→ Description of the task
Would you write out all of the data exactly as it appears below?

[Opening The data section]

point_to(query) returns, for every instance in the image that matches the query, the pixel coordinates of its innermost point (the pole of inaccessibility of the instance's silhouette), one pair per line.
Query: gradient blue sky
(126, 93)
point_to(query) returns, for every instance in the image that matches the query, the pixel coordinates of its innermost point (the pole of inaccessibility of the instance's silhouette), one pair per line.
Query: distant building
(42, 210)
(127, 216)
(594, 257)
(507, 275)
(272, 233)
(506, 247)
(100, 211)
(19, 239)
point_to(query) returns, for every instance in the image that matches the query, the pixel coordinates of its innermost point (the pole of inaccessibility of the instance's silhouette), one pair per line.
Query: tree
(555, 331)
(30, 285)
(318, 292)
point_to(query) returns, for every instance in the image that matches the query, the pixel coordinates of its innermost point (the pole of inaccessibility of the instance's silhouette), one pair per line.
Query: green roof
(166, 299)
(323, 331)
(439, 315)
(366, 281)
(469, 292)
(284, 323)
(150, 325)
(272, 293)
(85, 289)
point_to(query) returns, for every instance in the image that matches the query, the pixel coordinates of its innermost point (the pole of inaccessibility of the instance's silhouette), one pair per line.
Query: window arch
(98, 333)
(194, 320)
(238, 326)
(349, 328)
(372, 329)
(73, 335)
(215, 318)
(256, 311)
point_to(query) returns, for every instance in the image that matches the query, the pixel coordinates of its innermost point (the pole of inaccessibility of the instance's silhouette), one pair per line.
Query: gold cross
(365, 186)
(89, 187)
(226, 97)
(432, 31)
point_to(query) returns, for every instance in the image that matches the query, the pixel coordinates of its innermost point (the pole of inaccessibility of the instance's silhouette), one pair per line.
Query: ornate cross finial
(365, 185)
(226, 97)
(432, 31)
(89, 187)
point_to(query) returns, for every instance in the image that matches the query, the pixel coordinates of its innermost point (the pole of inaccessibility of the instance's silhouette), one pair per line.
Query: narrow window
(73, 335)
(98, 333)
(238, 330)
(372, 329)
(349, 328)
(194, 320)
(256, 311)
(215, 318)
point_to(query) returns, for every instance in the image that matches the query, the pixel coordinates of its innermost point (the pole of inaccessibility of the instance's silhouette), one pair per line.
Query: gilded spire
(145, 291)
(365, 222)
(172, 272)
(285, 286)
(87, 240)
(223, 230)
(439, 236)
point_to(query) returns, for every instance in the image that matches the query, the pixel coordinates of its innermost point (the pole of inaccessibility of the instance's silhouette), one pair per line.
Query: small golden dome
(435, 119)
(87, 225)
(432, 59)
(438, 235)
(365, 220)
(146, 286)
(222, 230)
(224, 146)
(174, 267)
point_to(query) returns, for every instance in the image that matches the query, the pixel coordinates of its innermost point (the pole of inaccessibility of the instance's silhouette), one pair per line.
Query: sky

[Closing The data section]

→ Task answer
point_to(query) returns, for every instance in the image that matches the query, the pixel coordinates of its innermost point (the pole of inaccessibility of the instance's silhouette), one pair per line.
Query: gradient blue sky
(126, 93)
point_to(query) returns, for every instance in the image that matches the query, the pixel coordinates of its innermost point (the pole of inaccessibility of the instance's silhouette), one pair per line.
Query: distant building
(42, 210)
(127, 216)
(594, 257)
(507, 275)
(272, 233)
(506, 247)
(100, 211)
(19, 239)
point_to(query) returns, for every instance in the image that matches the query, the pixel coordinates of its innermost point (the pole of inaccessibility of the instance's silhouette), one pair per line.
Query: tree
(555, 331)
(30, 285)
(318, 292)
point_to(query) returns, for every instance in the image that matches the query, the pixel coordinates of its innermost point (the pole of inaccessibility of the instance's silhouette), one pair per line.
Query: green roof
(166, 299)
(323, 331)
(439, 315)
(366, 281)
(469, 292)
(284, 323)
(150, 325)
(272, 293)
(85, 289)
point_to(query) returns, for every instance in the image that matches the query, the pixel coordinates of its innermost point (the pole of inaccessibility of the instance's silhouette), one pair per line.
Query: window arch
(98, 333)
(194, 320)
(238, 326)
(349, 328)
(372, 329)
(73, 335)
(215, 318)
(256, 311)
point_to(query) returns, for every instance in the image that matches the query, the pixel coordinates of its innermost point (the pole of inaccessibility of the instance's silhouette), one pair per line.
Query: gold cross
(365, 186)
(89, 187)
(226, 97)
(432, 31)
point_to(query) returns, for every instance in the image that matches the query, the pixel coordinates of its innermost point (the pole of inaccessibility of the instance's silhouette), one pair per line.
Query: ornate cross finial
(365, 185)
(226, 97)
(432, 31)
(89, 187)
point_to(query) returns, for every instance in the image that matches the query, the pixel coordinates of its innermost point (the pole of inaccessibility of the instance's silhouette), one pair per line.
Query: narrow window
(73, 335)
(98, 333)
(238, 330)
(372, 329)
(349, 328)
(194, 320)
(256, 311)
(215, 318)
point_to(query) returns, for every instance in the image that matches the query, the pixel coordinates of its innermost point (the pole of inaccessibility of the instance's silhouette), one pair per line.
Query: gilded spire
(145, 291)
(365, 222)
(172, 272)
(285, 286)
(87, 240)
(223, 230)
(439, 236)
point_to(query) returns, for every instance in the image that matches the query, the pixel coordinates of its innermost point (the pole of inaccessibility of the instance's silhouette), one pair per line.
Query: small golden dome
(435, 119)
(87, 225)
(432, 59)
(438, 235)
(365, 220)
(146, 286)
(222, 230)
(224, 146)
(174, 267)
point_to(query) returns, for every instance in the image that matches the query, the pixel coordinates of its innermost point (the pole of inaccessibility of the instance's silhouette), one pair per line.
Query: sky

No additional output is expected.